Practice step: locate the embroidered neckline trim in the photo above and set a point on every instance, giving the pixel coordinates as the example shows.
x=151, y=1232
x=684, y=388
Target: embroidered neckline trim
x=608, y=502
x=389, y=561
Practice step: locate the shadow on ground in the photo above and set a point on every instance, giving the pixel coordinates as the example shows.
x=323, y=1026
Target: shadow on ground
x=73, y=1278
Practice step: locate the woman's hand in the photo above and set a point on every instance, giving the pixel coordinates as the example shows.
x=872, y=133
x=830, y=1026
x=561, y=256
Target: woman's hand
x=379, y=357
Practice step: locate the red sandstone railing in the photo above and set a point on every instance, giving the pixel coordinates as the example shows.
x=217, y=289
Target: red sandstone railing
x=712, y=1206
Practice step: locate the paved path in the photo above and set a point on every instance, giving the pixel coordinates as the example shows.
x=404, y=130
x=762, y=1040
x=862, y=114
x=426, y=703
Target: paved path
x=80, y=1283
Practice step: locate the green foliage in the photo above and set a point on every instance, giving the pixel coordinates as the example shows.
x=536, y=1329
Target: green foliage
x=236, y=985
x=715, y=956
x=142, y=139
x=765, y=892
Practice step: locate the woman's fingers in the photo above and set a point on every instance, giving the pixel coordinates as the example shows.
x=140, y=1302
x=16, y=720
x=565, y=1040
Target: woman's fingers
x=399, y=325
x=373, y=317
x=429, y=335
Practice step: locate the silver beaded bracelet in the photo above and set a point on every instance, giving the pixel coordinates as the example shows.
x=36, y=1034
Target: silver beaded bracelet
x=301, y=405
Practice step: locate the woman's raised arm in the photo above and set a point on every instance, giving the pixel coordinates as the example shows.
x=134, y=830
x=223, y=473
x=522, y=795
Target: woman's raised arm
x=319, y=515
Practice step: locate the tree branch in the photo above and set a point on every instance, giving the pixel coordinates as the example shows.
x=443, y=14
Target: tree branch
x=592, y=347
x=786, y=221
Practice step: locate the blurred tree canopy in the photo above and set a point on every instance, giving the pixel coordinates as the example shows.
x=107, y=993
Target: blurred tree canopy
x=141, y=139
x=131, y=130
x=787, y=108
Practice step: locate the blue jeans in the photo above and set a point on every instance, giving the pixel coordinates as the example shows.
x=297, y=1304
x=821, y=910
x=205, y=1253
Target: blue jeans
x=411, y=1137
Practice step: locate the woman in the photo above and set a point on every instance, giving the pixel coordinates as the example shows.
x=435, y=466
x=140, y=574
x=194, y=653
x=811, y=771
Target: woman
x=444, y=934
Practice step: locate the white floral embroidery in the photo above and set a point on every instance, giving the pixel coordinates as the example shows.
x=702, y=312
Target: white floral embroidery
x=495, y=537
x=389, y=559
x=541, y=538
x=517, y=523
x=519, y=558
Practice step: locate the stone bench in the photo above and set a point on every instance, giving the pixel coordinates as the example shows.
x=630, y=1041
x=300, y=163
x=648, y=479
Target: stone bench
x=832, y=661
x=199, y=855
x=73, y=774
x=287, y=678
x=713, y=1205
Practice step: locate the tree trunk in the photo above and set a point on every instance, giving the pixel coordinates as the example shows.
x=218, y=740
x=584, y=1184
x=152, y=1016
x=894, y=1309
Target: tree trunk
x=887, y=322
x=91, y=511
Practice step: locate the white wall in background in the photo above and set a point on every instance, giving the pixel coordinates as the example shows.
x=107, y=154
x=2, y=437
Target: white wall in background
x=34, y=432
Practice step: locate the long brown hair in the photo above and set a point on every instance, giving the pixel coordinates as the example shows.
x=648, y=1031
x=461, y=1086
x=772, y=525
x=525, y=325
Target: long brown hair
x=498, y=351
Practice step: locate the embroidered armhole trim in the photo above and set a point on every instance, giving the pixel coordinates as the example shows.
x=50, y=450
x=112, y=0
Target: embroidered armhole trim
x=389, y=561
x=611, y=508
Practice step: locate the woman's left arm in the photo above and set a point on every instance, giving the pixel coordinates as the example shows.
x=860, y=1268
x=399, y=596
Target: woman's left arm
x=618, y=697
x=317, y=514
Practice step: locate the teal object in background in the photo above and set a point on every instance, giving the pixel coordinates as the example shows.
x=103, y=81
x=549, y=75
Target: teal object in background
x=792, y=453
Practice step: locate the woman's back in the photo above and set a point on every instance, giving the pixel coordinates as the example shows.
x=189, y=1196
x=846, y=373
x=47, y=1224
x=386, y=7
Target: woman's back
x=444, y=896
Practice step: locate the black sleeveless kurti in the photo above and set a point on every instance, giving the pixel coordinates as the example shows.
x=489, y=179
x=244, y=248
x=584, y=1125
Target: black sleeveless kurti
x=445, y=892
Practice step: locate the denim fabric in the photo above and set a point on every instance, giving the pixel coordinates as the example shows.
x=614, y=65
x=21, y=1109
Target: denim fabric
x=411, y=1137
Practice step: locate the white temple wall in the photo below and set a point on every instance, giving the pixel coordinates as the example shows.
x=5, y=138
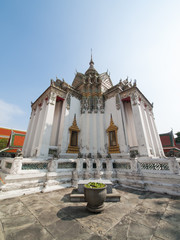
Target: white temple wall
x=61, y=128
x=68, y=120
x=124, y=143
x=159, y=144
x=24, y=150
x=47, y=123
x=110, y=108
x=56, y=124
x=33, y=130
x=148, y=130
x=143, y=146
x=131, y=132
x=35, y=142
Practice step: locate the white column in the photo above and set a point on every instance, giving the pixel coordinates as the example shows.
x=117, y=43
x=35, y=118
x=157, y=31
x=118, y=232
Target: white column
x=31, y=136
x=124, y=139
x=28, y=132
x=143, y=146
x=95, y=133
x=61, y=124
x=38, y=128
x=158, y=141
x=147, y=128
x=47, y=126
x=87, y=133
x=150, y=131
x=101, y=133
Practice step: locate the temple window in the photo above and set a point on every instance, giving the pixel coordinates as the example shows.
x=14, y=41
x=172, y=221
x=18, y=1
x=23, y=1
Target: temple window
x=113, y=140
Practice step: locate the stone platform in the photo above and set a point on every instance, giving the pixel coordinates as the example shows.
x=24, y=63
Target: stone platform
x=104, y=181
x=52, y=216
x=110, y=197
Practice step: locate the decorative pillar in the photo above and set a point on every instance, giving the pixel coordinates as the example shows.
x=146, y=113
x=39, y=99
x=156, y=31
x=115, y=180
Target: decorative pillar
x=47, y=126
x=156, y=136
x=147, y=129
x=123, y=120
x=143, y=146
x=31, y=135
x=24, y=150
x=35, y=143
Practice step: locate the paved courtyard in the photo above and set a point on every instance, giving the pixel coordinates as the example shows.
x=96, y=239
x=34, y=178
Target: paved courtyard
x=47, y=216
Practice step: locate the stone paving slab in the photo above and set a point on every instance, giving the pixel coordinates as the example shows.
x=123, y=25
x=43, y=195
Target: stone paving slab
x=52, y=216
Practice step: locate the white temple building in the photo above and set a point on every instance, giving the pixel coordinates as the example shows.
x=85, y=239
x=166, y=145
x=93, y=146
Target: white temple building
x=90, y=130
x=92, y=118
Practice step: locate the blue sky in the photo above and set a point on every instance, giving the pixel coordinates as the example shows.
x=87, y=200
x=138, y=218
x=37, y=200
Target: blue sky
x=42, y=39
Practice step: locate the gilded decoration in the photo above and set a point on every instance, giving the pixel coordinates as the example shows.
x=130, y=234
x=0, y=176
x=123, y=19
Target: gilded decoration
x=73, y=143
x=113, y=140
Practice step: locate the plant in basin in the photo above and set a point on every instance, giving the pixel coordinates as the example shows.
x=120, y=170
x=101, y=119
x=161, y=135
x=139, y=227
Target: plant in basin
x=95, y=195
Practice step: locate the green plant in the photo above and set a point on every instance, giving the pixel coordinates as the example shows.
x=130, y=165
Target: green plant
x=94, y=185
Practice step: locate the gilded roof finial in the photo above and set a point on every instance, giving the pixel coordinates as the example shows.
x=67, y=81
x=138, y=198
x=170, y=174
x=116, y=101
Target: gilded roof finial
x=91, y=63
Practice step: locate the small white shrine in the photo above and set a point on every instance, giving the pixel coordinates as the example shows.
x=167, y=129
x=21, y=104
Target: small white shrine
x=90, y=130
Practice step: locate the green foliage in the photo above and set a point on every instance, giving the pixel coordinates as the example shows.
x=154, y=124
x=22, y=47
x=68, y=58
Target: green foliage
x=178, y=137
x=3, y=143
x=94, y=185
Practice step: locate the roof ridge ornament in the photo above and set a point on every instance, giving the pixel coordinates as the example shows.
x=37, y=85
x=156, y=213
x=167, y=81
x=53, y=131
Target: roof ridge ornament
x=91, y=63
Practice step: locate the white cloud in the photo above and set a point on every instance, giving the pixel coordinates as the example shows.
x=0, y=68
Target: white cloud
x=8, y=113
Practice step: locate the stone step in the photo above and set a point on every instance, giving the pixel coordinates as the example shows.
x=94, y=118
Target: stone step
x=110, y=197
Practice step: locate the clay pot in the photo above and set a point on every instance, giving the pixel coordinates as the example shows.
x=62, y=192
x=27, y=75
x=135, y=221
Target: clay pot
x=95, y=198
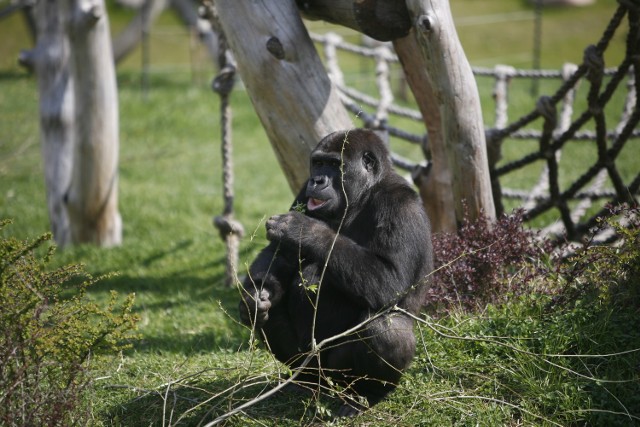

→ **What is being asked**: Return exactly the lines from the beginning of the data above through the one containing "x=561, y=256", please. Include both end lines and add nothing else.

→ **Response area**:
Practice step: locate the embroidered neckline trim in the photo above and set a point on every instance, giving the pixel coordinates as the example shows.
x=151, y=1232
x=684, y=388
Target: embroidered neckline trim
x=608, y=502
x=389, y=561
Practice step: locate the shadow on ground in the photo above and set a point on every instance, giving the pixel coordinates as the example shows.
x=323, y=1026
Target: shadow on ground
x=73, y=1278
Practice step: locate the woman's hand in the photo above and set a point on every instance, giving the pixel coordinates as the example shows.
x=872, y=133
x=830, y=1026
x=561, y=256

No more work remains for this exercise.